• **INPUT MATERIAL**:

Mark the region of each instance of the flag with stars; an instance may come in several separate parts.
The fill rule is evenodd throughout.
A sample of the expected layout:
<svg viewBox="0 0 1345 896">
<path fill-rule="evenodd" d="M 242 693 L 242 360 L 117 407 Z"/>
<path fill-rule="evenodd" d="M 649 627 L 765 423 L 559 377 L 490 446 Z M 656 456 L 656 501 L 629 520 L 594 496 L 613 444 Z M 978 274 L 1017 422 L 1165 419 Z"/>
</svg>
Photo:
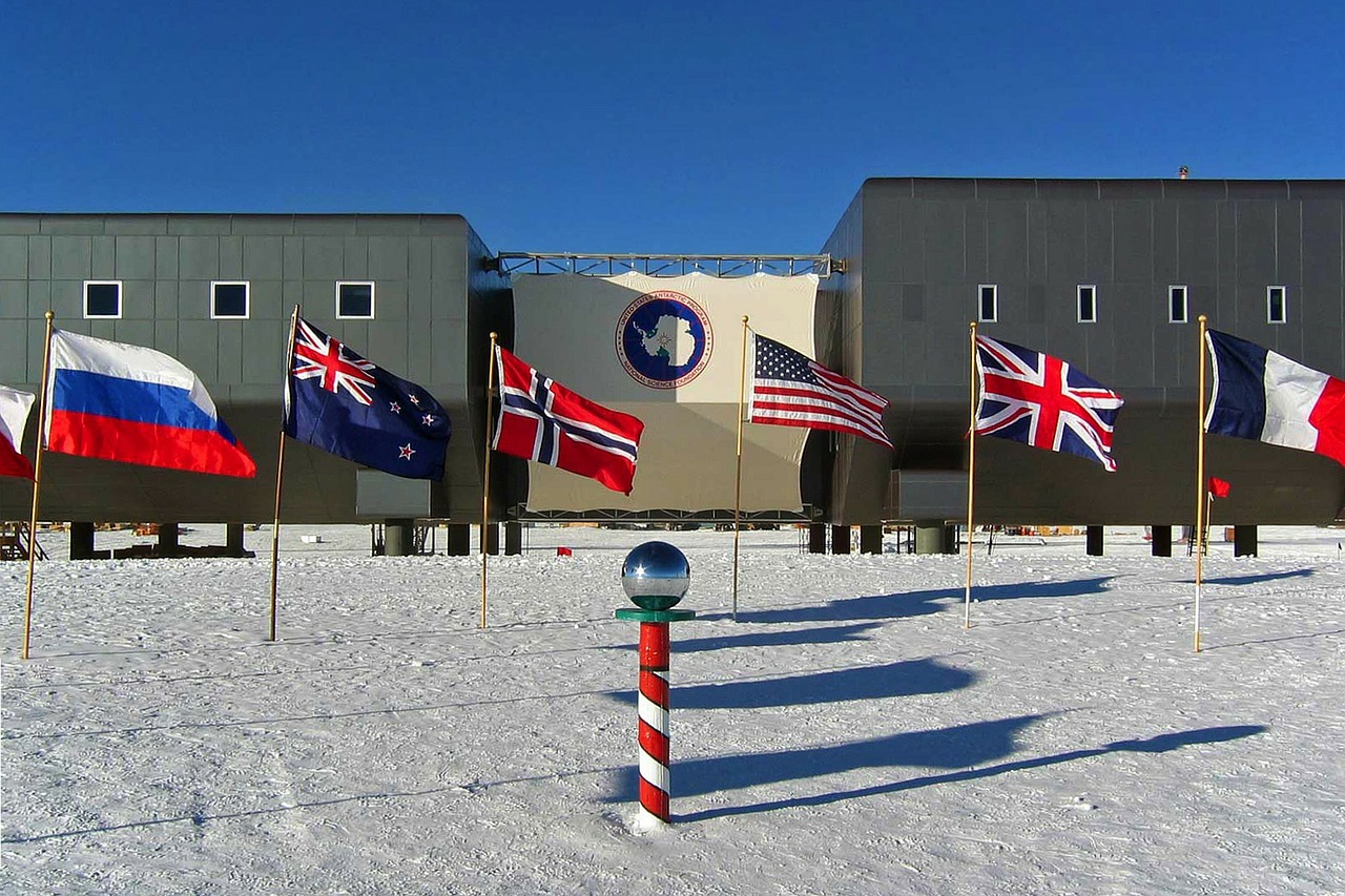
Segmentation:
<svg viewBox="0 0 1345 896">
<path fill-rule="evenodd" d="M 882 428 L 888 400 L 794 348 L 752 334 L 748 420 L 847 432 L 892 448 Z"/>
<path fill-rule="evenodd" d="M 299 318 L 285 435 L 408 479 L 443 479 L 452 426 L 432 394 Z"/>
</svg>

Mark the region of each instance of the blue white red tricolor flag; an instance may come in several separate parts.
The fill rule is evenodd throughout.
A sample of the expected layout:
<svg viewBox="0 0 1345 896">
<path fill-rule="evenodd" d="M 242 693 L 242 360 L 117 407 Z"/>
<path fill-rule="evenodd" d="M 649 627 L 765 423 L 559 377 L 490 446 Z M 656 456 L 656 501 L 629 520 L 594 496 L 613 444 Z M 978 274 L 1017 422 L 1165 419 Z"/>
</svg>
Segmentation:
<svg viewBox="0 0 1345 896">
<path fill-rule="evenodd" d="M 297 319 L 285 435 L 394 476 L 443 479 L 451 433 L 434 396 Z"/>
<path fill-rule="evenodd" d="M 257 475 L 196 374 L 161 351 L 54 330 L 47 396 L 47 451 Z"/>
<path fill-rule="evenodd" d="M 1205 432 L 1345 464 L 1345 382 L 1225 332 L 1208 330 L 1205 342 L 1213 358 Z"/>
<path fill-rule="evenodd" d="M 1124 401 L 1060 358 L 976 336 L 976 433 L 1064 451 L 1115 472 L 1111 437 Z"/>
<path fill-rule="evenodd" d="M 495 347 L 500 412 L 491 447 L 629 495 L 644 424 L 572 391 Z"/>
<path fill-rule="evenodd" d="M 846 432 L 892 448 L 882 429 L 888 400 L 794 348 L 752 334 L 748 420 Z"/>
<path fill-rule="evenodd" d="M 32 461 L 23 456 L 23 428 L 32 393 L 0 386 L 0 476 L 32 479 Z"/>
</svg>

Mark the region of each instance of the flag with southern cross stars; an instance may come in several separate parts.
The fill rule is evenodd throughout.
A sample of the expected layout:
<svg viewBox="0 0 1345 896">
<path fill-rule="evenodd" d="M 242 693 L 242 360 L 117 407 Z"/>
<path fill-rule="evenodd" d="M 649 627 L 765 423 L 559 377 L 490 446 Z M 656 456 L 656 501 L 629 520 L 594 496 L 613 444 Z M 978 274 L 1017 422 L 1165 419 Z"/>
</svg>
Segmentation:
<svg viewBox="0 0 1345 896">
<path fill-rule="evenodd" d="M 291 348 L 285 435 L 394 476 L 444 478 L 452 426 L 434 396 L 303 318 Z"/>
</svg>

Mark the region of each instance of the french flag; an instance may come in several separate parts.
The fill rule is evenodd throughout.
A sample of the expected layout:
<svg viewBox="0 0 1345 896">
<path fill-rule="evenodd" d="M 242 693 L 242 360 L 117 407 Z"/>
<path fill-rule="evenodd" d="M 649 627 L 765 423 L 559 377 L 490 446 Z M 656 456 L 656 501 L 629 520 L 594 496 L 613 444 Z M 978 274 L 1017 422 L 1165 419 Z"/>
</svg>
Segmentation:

• **STATED TASK**: Reproduce the data from the line with "Mark the region of each instance of the blue" up to and including the line with "1205 432 L 1345", swapping "tricolor" for "three-band" and changing nothing else.

• **EXERCISE SOLUTION**:
Mark the region of each instance of the blue white red three-band flag; an instance may come in several separate parts.
The fill rule is evenodd throughout.
A sample of the expected layout:
<svg viewBox="0 0 1345 896">
<path fill-rule="evenodd" d="M 242 693 L 242 360 L 117 407 Z"/>
<path fill-rule="evenodd" d="M 649 627 L 765 423 L 559 377 L 490 446 Z M 656 456 L 656 501 L 629 520 L 594 496 L 613 444 Z M 978 274 L 1017 422 L 1165 419 Z"/>
</svg>
Segmentation:
<svg viewBox="0 0 1345 896">
<path fill-rule="evenodd" d="M 297 319 L 285 435 L 394 476 L 443 479 L 451 433 L 434 396 Z"/>
<path fill-rule="evenodd" d="M 257 475 L 196 374 L 161 351 L 54 330 L 47 396 L 47 451 Z"/>
<path fill-rule="evenodd" d="M 1205 432 L 1345 464 L 1345 382 L 1225 332 L 1208 330 L 1205 342 L 1213 358 Z"/>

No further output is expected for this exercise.